■ **Task objective**
Retype the portion of the pea soup recipe starting at "1. 1. Reserve" and ending at "frequently. Set aside.".

Hands On: 18 Minutes
Total: 18 Minutes

Nutritional Information

Amount per serving
  • Calories: 137
  • Fat: 6.2g
  • Saturated fat: 1.3g
  • Sodium: 239mg

Ingredients

  • 1 (14.4-ounce) package frozen petite green peas
  • 1/4 cup water
  • 2 cups fresh baby spinach
  • 1 1/2 teaspoons extra-virgin olive oil
  • 1 garlic clove, minced
  • 1 tablespoon extra-virgin olive oil
  • 1 garlic clove, minced
  • 1 cup ice water
  • 1 tablespoon chopped fresh mint
  • 1 tablespoon fresh lemon juice
  • 1/4 teaspoon salt
  • 2 tablespoons half-and-half
  • 1/4 teaspoon freshly ground black pepper

Preparation

  1. 1. Reserve 1/2 cup peas from package. Place remaining peas and 1/4 cup water in a microwave-safe dish. Cover with plastic wrap; pierce once with a knife to vent. Microwave at HIGH 5 minutes. Add spinach; cover and microwave at HIGH 2 minutes. Drain and rinse well with cold water; drain.
  2. 2. While peas cook, heat a small skillet over medium-high heat. Add 1 1/2 teaspoons extra-virgin olive oil to pan; swirl to coat. Add reserved 1/2 cup peas and 1 minced garlic clove; sauté 4 minutes or until peas begin to brown, stirring frequently. Set aside.
  3. 3. Place spinach mixture, 1 tablespoon extra-virgin olive oil, 1 minced garlic clove, 1 cup ice water, chopped fresh mint, fresh lemon juice, and salt in a blender; blend until smooth (about 4 minutes). Add half-and-half; blend until just combined. Pour about 3/4 cup soup into each of 4 bowls; sprinkle evenly with sautéed peas and freshly ground black pepper.

■ **Entries provided**
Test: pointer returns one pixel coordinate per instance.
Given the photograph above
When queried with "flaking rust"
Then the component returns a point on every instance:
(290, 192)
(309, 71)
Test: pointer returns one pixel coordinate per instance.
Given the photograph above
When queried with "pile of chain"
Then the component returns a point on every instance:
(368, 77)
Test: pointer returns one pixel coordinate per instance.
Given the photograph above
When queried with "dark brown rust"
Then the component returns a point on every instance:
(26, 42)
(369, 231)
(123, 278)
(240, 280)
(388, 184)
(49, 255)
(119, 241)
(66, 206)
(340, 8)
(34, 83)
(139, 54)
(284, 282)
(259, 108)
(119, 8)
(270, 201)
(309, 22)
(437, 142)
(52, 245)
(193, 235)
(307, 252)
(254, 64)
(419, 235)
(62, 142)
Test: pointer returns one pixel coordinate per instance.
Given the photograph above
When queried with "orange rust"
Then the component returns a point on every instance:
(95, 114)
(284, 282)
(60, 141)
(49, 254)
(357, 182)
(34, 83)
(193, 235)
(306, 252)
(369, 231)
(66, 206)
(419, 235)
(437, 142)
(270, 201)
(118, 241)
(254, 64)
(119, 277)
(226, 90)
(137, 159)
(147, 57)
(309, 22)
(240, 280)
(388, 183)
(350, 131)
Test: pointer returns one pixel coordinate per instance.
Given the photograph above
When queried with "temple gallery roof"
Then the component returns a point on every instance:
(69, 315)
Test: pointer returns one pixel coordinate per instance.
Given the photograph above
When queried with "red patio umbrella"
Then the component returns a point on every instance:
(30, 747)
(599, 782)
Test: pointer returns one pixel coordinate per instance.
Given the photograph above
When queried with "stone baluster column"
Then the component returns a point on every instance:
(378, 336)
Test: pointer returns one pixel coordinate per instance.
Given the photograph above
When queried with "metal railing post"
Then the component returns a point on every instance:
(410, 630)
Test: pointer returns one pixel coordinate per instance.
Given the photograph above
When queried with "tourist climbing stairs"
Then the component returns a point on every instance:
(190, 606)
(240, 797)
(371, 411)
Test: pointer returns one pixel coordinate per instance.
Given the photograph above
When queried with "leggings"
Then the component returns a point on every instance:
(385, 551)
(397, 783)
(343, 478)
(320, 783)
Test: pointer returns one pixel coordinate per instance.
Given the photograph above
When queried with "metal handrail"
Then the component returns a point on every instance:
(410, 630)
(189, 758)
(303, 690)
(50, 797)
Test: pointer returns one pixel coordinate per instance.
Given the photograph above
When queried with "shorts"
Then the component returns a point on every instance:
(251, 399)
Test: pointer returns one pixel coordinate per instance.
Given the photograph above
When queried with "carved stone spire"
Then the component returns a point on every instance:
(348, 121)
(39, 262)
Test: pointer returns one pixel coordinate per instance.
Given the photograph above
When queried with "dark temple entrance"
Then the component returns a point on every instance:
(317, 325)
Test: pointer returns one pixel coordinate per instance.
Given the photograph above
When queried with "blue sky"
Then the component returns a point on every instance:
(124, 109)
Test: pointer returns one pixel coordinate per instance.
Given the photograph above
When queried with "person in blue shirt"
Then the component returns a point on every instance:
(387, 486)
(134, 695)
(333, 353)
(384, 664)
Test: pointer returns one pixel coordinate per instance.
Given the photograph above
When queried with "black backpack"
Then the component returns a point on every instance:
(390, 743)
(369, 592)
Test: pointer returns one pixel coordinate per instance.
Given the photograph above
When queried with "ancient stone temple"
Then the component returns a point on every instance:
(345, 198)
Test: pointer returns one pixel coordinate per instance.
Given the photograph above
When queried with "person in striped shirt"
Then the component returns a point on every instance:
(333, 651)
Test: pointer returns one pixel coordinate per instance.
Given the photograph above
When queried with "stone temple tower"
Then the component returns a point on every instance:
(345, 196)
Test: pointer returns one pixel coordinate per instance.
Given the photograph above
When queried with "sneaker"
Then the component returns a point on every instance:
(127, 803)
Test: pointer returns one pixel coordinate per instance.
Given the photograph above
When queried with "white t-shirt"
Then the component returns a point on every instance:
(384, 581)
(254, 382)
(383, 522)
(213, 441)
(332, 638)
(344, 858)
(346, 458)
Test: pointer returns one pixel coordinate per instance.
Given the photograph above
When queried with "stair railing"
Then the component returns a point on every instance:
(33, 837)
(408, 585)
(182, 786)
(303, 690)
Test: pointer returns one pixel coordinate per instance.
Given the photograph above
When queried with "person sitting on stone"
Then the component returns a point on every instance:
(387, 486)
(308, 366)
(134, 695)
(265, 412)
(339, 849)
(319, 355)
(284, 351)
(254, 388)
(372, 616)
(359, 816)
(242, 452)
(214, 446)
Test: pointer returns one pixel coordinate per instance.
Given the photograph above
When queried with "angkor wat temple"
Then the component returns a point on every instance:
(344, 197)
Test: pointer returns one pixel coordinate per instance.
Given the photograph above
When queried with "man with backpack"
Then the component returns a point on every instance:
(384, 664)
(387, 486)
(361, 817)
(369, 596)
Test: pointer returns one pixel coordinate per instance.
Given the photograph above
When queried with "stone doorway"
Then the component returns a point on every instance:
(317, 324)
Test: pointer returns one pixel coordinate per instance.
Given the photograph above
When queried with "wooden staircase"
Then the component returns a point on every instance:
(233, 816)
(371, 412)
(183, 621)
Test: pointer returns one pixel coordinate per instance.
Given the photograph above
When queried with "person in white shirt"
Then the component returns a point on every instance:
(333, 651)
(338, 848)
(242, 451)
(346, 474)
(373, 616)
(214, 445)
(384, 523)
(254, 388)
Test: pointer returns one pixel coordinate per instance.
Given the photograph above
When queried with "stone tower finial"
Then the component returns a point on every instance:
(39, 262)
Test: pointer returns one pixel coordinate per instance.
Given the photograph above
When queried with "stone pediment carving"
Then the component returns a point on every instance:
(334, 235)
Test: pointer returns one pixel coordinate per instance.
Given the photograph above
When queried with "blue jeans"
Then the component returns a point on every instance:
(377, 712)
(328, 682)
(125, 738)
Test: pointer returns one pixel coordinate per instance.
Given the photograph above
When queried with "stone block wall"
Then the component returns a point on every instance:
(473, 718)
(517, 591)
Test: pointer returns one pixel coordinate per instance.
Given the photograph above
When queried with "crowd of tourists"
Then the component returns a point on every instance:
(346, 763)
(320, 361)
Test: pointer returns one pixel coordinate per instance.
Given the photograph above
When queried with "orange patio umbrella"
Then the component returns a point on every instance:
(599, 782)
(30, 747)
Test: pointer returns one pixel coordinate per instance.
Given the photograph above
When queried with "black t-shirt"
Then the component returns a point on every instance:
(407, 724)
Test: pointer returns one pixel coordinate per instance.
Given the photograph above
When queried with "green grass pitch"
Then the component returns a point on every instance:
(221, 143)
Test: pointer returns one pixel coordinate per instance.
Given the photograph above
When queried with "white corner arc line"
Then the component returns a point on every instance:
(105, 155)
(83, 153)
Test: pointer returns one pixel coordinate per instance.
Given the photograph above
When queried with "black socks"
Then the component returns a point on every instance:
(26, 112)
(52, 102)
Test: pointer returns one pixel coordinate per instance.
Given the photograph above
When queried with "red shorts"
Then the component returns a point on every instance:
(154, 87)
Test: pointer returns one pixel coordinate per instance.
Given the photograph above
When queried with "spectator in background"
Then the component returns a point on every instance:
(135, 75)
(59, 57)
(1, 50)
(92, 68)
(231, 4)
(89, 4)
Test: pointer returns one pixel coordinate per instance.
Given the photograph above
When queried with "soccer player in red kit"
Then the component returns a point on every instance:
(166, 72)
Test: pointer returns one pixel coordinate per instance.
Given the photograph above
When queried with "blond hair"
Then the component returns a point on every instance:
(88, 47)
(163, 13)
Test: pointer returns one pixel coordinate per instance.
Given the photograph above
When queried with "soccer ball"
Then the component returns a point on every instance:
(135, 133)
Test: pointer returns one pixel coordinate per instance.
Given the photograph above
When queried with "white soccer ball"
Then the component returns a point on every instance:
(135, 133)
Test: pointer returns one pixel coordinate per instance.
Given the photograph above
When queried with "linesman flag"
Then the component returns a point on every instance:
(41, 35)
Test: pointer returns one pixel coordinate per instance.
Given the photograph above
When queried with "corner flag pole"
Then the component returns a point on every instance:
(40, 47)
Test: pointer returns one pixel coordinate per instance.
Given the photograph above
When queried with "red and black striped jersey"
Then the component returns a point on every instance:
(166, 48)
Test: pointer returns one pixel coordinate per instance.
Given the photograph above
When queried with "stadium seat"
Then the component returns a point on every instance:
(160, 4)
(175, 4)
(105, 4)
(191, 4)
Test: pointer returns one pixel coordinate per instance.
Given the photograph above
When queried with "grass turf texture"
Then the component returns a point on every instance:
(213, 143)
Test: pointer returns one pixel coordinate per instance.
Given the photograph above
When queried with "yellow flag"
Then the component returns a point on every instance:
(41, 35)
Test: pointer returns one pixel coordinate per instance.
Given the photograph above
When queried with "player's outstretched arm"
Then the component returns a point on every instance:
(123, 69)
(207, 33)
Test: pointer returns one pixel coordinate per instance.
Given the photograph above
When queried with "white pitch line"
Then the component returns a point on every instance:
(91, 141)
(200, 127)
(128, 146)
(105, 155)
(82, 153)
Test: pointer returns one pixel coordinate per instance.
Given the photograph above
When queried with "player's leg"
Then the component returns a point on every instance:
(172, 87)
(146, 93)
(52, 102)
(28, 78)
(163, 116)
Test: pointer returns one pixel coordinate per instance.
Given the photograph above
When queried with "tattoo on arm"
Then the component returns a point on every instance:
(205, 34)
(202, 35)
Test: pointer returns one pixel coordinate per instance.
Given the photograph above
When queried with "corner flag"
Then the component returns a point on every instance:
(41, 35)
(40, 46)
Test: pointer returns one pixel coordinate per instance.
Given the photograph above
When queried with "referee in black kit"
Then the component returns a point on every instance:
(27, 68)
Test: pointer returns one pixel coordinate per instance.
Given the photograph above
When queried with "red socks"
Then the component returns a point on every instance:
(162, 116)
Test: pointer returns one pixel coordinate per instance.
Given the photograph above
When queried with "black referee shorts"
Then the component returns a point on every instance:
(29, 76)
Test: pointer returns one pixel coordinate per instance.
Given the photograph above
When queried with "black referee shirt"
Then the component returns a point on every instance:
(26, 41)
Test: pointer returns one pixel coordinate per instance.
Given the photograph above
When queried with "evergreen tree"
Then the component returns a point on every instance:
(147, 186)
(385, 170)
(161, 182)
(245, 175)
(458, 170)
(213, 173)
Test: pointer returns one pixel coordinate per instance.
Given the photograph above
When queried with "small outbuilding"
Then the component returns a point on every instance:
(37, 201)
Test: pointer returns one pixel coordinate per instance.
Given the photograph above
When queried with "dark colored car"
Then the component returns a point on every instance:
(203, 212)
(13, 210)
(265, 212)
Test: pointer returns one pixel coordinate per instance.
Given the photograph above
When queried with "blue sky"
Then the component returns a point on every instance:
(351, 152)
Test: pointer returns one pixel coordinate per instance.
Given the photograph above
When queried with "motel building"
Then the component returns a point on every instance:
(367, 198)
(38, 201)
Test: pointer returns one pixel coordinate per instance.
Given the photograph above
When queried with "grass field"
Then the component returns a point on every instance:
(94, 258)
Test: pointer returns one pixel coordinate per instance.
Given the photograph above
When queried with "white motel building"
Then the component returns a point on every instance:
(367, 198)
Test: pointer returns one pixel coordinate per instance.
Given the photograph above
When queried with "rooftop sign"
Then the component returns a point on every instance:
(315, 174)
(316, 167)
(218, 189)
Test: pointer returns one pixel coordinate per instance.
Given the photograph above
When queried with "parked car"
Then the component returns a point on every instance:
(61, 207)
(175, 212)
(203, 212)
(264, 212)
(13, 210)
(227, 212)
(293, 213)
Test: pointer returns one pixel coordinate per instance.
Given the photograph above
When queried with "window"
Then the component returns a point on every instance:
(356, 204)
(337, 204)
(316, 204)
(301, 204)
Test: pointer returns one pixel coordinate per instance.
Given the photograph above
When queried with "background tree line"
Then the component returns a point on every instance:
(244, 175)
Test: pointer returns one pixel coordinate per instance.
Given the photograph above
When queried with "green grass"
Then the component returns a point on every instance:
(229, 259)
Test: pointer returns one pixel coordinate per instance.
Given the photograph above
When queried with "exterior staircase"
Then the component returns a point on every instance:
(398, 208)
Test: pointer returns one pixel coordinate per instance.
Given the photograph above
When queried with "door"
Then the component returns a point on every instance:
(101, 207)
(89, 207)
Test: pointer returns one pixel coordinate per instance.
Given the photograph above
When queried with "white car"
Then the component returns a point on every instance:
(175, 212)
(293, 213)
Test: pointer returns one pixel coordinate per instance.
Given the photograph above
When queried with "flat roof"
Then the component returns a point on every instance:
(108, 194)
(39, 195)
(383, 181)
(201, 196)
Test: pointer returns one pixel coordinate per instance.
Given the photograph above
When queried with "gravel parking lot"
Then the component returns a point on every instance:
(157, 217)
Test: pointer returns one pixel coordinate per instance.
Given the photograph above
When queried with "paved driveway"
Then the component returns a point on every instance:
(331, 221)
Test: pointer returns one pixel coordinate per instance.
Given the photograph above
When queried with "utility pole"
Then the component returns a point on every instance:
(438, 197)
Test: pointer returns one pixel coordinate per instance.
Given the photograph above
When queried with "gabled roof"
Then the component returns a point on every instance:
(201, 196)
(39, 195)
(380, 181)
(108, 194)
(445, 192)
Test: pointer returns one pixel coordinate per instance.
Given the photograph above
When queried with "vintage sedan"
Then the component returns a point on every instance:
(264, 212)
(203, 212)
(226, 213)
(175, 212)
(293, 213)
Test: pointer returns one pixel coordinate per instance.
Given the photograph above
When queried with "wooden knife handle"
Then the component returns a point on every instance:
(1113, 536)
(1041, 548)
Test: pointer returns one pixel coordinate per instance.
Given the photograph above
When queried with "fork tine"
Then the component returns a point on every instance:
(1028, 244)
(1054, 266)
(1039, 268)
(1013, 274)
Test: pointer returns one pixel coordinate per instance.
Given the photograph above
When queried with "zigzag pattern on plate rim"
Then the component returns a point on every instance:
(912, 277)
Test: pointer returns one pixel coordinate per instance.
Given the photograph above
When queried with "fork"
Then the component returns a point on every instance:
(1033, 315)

■ **Worked answer**
1. 1. Reserve 1/2 cup peas from package. Place remaining peas and 1/4 cup water in a microwave-safe dish. Cover with plastic wrap; pierce once with a knife to vent. Microwave at HIGH 5 minutes. Add spinach; cover and microwave at HIGH 2 minutes. Drain and rinse well with cold water; drain.
  2. 2. While peas cook, heat a small skillet over medium-high heat. Add 1 1/2 teaspoons extra-virgin olive oil to pan; swirl to coat. Add reserved 1/2 cup peas and 1 minced garlic clove; sauté 4 minutes or until peas begin to brown, stirring frequently. Set aside.